Position identification records:
########

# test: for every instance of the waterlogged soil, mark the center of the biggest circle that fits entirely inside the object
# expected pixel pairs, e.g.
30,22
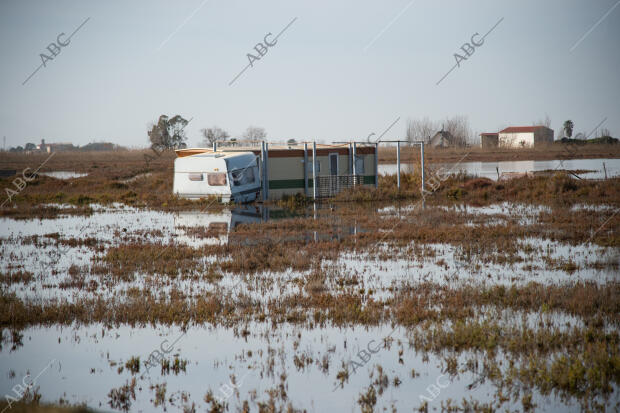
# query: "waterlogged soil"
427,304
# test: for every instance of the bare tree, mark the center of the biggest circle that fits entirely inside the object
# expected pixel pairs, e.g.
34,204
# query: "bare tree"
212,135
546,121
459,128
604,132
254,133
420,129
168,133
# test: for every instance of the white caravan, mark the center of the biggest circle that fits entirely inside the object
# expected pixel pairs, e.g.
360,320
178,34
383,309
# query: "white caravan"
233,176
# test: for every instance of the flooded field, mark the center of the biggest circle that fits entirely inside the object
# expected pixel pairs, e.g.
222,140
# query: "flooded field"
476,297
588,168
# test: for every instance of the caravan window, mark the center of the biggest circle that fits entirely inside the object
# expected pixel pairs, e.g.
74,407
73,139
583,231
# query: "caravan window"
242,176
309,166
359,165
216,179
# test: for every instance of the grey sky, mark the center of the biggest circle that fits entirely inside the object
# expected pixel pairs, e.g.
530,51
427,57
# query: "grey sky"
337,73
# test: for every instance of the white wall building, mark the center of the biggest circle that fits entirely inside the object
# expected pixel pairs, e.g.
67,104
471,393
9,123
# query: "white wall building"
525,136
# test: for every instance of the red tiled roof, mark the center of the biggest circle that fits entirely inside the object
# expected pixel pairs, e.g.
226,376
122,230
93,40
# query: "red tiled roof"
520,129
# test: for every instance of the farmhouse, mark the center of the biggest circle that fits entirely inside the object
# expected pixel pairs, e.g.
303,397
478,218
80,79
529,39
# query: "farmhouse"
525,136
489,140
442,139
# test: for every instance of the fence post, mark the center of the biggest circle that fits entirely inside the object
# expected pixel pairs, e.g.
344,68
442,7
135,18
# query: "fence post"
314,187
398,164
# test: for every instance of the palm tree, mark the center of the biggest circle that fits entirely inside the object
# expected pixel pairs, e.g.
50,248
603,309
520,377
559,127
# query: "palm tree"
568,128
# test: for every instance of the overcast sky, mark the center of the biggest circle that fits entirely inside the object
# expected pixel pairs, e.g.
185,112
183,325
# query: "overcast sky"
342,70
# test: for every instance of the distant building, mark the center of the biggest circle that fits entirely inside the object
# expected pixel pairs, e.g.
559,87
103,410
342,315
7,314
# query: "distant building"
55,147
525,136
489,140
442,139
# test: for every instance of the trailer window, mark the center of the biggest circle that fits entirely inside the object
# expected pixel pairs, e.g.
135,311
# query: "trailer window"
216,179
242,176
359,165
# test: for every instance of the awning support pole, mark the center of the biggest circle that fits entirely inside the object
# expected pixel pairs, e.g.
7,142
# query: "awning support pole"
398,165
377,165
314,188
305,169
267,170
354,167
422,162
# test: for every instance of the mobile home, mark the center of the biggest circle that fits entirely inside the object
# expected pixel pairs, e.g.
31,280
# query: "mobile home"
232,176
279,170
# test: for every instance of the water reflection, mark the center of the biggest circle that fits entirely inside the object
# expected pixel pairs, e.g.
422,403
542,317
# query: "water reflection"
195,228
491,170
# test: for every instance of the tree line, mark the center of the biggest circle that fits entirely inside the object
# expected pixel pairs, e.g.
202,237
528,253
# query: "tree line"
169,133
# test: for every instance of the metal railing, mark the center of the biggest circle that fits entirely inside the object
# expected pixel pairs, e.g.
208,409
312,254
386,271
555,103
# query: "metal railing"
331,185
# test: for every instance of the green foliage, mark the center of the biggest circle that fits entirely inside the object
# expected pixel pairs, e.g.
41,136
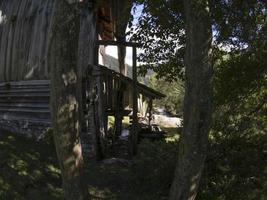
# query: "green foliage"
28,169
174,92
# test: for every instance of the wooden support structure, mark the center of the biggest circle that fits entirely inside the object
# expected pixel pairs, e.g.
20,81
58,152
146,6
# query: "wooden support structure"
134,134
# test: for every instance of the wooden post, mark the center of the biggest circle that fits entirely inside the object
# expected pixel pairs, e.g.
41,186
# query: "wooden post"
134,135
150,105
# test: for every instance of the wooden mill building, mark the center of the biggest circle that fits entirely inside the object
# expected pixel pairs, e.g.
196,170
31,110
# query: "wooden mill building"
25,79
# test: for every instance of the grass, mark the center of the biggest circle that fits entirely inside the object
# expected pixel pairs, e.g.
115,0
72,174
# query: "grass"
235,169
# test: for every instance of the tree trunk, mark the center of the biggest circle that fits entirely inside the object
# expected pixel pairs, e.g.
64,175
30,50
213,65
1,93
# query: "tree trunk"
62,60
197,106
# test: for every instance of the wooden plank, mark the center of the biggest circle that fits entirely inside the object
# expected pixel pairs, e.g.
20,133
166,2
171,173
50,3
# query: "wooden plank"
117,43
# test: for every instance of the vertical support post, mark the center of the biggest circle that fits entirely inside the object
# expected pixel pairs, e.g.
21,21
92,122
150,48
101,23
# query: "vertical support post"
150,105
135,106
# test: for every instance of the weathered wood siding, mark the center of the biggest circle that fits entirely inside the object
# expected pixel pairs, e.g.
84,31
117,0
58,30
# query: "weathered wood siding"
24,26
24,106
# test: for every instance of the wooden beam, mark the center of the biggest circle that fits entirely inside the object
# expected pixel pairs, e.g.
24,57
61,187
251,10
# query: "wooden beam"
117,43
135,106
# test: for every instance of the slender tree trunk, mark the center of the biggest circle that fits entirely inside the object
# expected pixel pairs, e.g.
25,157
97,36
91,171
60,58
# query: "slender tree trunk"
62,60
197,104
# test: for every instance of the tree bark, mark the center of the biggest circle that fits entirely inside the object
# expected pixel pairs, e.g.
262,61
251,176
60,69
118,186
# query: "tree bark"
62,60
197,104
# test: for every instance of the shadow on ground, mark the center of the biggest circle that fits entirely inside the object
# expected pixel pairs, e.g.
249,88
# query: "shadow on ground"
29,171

########

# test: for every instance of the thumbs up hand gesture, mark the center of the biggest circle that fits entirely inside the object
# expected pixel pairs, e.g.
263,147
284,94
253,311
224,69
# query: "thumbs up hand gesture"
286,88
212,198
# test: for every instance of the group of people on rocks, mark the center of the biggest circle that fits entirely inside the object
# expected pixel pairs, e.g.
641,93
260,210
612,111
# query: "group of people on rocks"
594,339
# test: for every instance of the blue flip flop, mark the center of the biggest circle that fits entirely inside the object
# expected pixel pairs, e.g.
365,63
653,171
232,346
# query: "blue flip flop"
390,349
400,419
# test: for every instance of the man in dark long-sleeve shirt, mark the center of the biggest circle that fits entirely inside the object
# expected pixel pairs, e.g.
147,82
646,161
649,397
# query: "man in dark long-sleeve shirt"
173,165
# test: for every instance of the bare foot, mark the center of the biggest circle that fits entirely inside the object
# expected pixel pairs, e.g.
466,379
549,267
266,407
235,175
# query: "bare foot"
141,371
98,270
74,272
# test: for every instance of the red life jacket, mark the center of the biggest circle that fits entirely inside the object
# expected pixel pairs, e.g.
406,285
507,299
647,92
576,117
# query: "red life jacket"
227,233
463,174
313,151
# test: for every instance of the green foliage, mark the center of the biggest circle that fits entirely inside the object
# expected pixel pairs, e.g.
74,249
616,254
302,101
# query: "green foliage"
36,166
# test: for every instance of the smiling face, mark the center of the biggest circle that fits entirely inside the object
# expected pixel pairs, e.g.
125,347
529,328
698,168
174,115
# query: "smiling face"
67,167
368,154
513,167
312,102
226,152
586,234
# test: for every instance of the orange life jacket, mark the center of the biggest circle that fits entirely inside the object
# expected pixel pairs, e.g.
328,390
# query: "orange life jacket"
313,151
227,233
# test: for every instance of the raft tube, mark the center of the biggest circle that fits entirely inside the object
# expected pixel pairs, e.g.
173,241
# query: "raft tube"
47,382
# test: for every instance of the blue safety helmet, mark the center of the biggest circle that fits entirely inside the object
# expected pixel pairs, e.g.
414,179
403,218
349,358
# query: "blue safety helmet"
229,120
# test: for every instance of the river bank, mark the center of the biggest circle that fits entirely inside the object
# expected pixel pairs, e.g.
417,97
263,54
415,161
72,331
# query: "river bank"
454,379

########

## EXERCISE:
Please extract every line above that contains the string "flooded". Case matters, so copy only lines where the capitalization matches.

## EXPECTED ANSWER:
# test: for every instance of the flooded field, mark the center of the biggest circle that fits entirely inside the object
# query: "flooded field"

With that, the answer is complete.